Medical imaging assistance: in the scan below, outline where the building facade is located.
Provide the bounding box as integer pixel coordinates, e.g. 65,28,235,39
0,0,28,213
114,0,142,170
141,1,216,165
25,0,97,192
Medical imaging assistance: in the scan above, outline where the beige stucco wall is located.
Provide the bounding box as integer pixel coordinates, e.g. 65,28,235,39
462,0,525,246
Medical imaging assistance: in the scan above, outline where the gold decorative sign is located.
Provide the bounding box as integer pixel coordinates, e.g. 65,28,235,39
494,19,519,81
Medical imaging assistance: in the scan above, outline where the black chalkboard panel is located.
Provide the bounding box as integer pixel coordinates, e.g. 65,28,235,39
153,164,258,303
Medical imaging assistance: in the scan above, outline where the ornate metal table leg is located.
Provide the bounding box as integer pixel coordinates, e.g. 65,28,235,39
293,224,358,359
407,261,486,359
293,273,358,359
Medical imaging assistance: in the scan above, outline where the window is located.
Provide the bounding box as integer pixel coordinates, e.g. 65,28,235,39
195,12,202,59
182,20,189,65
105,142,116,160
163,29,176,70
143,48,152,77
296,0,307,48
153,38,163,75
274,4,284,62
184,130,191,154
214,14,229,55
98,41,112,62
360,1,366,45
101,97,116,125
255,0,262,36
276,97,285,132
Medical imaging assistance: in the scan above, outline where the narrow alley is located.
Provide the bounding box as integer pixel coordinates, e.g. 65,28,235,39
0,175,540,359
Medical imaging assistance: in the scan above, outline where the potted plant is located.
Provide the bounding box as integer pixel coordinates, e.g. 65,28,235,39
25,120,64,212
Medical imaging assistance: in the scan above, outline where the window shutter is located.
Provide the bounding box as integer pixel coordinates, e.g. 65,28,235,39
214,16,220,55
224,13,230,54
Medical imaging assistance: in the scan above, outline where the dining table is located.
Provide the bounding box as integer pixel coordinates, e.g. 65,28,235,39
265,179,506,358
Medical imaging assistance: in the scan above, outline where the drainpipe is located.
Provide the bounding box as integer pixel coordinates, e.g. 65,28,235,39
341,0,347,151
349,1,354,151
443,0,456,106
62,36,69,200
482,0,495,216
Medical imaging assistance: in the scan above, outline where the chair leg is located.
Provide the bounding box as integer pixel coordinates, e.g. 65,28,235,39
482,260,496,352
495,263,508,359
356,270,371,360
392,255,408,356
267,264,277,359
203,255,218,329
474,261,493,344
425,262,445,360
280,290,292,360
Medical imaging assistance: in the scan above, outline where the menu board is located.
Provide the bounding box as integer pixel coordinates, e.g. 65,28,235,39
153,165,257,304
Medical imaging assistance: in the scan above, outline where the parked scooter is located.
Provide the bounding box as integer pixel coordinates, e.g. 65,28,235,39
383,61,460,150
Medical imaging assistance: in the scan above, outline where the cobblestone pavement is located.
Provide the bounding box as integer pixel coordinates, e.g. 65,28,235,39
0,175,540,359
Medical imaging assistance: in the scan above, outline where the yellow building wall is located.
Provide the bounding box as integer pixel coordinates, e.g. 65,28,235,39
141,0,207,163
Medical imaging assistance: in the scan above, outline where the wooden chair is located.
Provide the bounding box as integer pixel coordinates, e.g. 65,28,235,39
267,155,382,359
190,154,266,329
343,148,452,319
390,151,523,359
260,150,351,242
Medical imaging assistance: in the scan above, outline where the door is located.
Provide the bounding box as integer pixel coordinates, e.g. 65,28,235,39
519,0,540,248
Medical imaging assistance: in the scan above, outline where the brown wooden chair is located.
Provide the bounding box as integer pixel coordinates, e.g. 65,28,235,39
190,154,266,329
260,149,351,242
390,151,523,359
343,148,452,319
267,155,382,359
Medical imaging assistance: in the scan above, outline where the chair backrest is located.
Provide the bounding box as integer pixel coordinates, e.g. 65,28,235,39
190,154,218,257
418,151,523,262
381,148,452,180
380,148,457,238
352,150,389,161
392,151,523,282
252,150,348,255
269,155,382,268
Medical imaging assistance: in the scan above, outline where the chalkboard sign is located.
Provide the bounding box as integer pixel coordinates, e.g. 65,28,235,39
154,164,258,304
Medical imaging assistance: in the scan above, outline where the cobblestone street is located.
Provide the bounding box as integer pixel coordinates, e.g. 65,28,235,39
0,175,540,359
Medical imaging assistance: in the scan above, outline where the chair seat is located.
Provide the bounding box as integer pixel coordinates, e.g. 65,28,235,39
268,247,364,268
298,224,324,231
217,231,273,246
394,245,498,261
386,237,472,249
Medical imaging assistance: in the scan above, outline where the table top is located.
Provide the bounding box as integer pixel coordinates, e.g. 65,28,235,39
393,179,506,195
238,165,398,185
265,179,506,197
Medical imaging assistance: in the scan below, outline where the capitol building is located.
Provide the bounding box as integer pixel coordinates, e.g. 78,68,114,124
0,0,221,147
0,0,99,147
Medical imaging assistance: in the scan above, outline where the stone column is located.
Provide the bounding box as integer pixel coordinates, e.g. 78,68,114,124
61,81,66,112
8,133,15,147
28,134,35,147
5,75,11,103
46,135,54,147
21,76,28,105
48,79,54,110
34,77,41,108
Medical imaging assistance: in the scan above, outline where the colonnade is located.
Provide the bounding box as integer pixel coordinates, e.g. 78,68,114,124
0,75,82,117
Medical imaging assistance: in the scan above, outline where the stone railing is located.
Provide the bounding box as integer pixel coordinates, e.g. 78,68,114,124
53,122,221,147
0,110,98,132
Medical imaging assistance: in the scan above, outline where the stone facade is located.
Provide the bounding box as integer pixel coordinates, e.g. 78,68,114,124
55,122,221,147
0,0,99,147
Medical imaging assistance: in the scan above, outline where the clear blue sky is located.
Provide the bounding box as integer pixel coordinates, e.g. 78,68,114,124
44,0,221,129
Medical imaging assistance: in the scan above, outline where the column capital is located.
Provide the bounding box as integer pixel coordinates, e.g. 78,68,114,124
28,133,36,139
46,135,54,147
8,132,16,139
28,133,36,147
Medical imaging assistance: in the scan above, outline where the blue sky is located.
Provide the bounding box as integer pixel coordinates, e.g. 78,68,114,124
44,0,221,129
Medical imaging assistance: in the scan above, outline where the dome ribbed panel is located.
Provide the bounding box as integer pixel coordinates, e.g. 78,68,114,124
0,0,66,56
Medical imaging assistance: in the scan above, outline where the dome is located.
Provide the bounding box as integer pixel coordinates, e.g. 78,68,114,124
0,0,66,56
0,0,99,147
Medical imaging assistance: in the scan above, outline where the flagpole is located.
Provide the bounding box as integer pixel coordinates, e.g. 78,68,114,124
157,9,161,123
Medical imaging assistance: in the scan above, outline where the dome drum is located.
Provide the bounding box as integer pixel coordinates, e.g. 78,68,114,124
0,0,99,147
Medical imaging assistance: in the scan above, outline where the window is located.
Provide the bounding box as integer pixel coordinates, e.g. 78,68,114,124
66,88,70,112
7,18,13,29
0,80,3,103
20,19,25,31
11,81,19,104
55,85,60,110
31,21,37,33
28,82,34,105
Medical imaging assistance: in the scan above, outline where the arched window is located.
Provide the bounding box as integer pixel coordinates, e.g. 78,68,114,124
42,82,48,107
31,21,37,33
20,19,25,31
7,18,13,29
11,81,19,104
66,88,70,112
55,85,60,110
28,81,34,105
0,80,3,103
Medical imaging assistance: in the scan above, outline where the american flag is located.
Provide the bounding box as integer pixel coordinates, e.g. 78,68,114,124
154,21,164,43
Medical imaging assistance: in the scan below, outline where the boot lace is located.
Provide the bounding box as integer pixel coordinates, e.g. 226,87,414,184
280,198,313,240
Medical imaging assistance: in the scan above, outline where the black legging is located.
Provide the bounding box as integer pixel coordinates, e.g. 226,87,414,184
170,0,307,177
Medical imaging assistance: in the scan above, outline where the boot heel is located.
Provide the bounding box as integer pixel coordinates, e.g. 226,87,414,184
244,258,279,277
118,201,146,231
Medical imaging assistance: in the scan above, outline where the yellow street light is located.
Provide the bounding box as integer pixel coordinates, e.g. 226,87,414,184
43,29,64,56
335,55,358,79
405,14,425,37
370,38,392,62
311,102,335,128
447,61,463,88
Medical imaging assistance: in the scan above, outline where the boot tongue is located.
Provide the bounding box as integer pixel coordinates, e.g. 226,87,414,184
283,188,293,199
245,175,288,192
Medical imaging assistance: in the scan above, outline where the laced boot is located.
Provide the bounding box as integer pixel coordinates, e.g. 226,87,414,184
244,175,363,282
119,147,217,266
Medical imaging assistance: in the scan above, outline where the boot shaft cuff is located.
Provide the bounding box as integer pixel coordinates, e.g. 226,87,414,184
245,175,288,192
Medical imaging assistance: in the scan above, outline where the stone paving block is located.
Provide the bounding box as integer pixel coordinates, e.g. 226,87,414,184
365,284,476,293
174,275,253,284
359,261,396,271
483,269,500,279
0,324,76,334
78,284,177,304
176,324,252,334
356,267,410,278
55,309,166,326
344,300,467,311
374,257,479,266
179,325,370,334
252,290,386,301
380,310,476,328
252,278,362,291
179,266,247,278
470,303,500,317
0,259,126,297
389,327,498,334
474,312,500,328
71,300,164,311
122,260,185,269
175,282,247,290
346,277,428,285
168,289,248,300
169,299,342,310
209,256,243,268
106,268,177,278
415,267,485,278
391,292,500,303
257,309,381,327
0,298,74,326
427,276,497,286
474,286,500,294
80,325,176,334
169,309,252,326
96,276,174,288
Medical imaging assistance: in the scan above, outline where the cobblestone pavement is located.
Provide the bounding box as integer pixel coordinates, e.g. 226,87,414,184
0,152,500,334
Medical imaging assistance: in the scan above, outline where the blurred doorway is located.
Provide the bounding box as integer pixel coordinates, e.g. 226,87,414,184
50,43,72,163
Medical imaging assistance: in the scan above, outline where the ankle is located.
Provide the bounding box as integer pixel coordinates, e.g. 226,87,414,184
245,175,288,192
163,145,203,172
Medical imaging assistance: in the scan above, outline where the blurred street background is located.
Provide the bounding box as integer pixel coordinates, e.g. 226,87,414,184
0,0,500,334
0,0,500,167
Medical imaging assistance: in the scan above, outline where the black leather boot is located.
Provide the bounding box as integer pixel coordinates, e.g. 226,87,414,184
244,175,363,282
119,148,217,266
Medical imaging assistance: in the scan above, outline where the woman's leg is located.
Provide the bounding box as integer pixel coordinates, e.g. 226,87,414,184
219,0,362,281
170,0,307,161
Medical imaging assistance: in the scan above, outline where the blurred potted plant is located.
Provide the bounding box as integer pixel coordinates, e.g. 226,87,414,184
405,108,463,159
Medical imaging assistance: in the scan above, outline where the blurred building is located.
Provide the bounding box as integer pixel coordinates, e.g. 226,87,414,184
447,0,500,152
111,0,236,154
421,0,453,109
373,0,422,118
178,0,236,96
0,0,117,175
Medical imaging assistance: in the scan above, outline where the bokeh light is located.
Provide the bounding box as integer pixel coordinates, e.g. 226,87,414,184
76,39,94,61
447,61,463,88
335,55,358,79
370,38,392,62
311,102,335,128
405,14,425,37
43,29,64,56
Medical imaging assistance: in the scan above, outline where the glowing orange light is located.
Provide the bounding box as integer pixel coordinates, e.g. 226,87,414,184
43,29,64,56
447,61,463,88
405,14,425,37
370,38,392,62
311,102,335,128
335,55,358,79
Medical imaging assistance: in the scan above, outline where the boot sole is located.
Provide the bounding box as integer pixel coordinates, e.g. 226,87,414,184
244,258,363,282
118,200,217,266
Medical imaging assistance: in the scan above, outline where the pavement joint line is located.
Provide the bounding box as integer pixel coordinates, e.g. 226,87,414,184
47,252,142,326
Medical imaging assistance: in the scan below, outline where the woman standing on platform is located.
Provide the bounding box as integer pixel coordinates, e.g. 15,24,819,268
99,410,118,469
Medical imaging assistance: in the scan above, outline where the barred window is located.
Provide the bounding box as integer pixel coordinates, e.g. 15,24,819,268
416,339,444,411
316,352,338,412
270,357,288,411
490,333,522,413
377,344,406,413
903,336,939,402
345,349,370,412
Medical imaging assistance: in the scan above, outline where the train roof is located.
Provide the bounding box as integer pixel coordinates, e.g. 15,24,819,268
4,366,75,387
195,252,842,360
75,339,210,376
━━━━━━━━━━━━━━━━━━━━
**Task requirements**
Express the lines from the first one through the line containing "25,0,97,192" as a JSON list of strings, one string per line, leaving out any blank lines.

**Complete answer**
[
  "Medical imaging assistance: in the scan below, outline where the building facade is located.",
  "Provide the bounding box as integer pixel coordinates, e.g. 65,28,235,39",
  "0,0,28,213",
  "114,0,142,170",
  "141,1,216,165",
  "25,0,97,192"
]